The records:
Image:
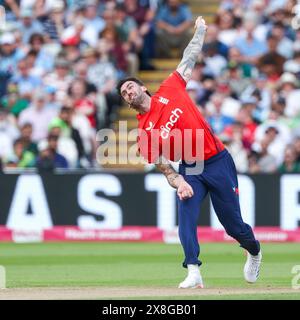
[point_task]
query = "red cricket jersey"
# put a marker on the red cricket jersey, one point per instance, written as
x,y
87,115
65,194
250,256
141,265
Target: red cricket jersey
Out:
x,y
172,126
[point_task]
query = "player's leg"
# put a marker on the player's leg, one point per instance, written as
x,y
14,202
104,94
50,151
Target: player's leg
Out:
x,y
223,187
188,214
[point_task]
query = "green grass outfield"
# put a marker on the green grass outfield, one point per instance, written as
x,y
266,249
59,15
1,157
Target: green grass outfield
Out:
x,y
148,265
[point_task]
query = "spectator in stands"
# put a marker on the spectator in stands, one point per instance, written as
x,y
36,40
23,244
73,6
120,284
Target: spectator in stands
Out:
x,y
9,58
28,25
64,122
296,144
288,89
266,162
12,101
26,83
26,137
233,74
143,14
290,163
38,115
111,49
211,37
49,158
42,62
234,144
174,20
92,20
60,79
284,44
293,65
279,136
228,26
250,47
215,62
20,158
83,103
217,120
66,146
54,21
129,38
245,116
8,134
271,63
103,75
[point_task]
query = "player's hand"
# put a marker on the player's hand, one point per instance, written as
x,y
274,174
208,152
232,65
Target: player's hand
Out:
x,y
200,23
184,190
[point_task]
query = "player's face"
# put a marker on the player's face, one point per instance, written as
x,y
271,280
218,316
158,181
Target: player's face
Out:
x,y
133,93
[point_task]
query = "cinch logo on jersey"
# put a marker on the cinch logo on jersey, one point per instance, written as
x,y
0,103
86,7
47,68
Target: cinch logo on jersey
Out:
x,y
165,130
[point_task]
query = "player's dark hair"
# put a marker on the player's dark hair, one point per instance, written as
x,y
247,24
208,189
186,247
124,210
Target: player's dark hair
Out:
x,y
136,80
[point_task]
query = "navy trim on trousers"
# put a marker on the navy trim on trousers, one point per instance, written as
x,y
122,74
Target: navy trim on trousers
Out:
x,y
219,179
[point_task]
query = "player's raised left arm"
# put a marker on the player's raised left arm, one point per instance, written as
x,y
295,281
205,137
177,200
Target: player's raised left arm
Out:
x,y
192,51
175,180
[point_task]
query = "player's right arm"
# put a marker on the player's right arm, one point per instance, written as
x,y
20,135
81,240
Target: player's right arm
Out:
x,y
175,180
192,51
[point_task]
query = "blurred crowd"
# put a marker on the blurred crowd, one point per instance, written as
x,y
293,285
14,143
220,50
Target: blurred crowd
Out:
x,y
246,83
60,62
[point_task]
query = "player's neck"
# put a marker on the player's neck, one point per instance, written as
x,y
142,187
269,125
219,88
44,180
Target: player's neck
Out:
x,y
145,105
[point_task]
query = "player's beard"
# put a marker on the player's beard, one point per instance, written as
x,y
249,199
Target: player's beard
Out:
x,y
137,102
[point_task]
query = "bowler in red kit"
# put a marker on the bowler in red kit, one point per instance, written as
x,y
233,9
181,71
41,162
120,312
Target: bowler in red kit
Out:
x,y
171,128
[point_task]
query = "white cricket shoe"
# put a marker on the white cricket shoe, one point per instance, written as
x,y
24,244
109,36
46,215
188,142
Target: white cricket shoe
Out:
x,y
252,266
193,280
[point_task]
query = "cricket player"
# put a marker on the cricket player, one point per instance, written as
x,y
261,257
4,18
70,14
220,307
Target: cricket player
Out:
x,y
171,110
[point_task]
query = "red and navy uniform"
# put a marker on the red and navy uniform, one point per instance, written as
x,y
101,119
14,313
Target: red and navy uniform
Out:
x,y
172,110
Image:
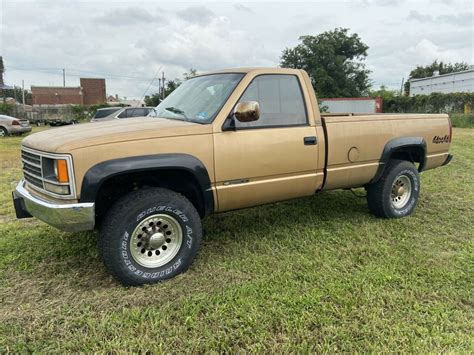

What you are asked to do:
The whole listing above should be restated word for word, minus any images.

Reply:
Image:
[point_task]
query = "red cricket jersey"
# put a marker on the red cricket jersey, one point per instance, written as
x,y
87,115
65,194
250,256
141,265
Target: red cricket jersey
Out:
x,y
172,126
[point_task]
query = "player's leg"
# put a marker on the player's leg, one point per instance, written as
x,y
14,202
104,94
50,151
Target: player's leg
Out:
x,y
223,187
188,214
[point_task]
query = "green grass outfield"
# put a marker on the green grass outfield, one point per instance, written as
x,y
266,249
59,15
1,157
Target: green grass outfield
Out:
x,y
148,265
[point_task]
query = "spectator in stands"
# put a marker on the spectator in stands, one point per instance, written as
x,y
36,40
23,244
73,6
120,284
Target: spectator in stands
Out:
x,y
9,58
28,25
64,122
296,144
288,89
266,162
12,101
26,83
26,137
233,74
143,14
290,163
38,115
111,49
211,37
49,158
42,62
234,144
174,20
92,20
60,79
284,44
293,65
279,136
228,26
250,47
215,62
20,158
83,103
217,120
66,146
54,21
129,38
245,116
8,134
271,63
103,75
[point_task]
query = "player's hand"
# put a marker on the player's hand, one point per instance, written as
x,y
274,174
208,152
232,65
Target: player's hand
Out:
x,y
200,23
184,190
[point_task]
query = "player's face"
# put a marker on the player's face, one point per instance, written as
x,y
271,280
218,316
158,181
Target: player's face
Out:
x,y
133,93
[point_task]
query = "cinch logo on jersey"
# put a marker on the cinch logo on jersey, one point per instance, written as
x,y
0,103
86,7
47,68
Target: cinch logo on jersey
Out:
x,y
165,130
[point_task]
query = "player's dark hair"
# put a marker on the player's dark hair, one point per instance, written as
x,y
247,24
208,189
186,247
124,210
Target: player's dark hair
Out:
x,y
136,80
[point_task]
query = "navy trim on trousers"
# put a marker on the navy trim on trousers, one point per instance, written as
x,y
122,74
Target: navy trim on trousers
Out:
x,y
219,179
[point_task]
query = "player's raised left arm"
# put a marker on the player's raised left arm, one point per instance, written as
x,y
295,281
205,137
177,200
Target: player's raised left arm
Out:
x,y
192,51
175,180
[point_task]
query = "player's right arm"
# put a marker on the player's right arm, one point per instance, written as
x,y
20,135
81,240
Target: player's right arm
Out:
x,y
175,180
192,51
[point_task]
query = "blurred crowd"
# put a marker on the blurred crowd, one point per instance, written as
x,y
293,285
14,143
220,50
Target: blurred crowd
Out:
x,y
246,83
60,62
[point_task]
query = "player's neck"
# put a marker on the player's neck, one point per instance, written as
x,y
142,187
269,125
219,88
44,180
Target: player's neck
Out:
x,y
145,105
[point_task]
query = "player's beard"
# put a marker on the player's beard, one point per instance, written as
x,y
249,199
Target: player's beard
Out:
x,y
137,102
[point_task]
query = "bowler in red kit"
# put a marker on the bowler in red kit, one point per instance, written as
x,y
233,9
181,71
41,162
120,312
Target: bowler in red kit
Out:
x,y
171,128
[point_task]
query = "white cricket shoe"
# put a marker on the white cricket shoe, one point per instance, written as
x,y
24,244
109,36
46,215
188,142
Target: white cricket shoe
Out:
x,y
252,266
193,280
[point_task]
query = "cricket player"
# put a marker on the cricket player, one point per instance, written as
x,y
261,257
4,18
70,14
220,307
Target: cricket player
Out:
x,y
171,110
[point_task]
query = "red and navy uniform"
# put a marker on the red and navy uniform, one point per instance, written as
x,y
101,119
14,313
Target: red and navy uniform
Out:
x,y
172,110
Image:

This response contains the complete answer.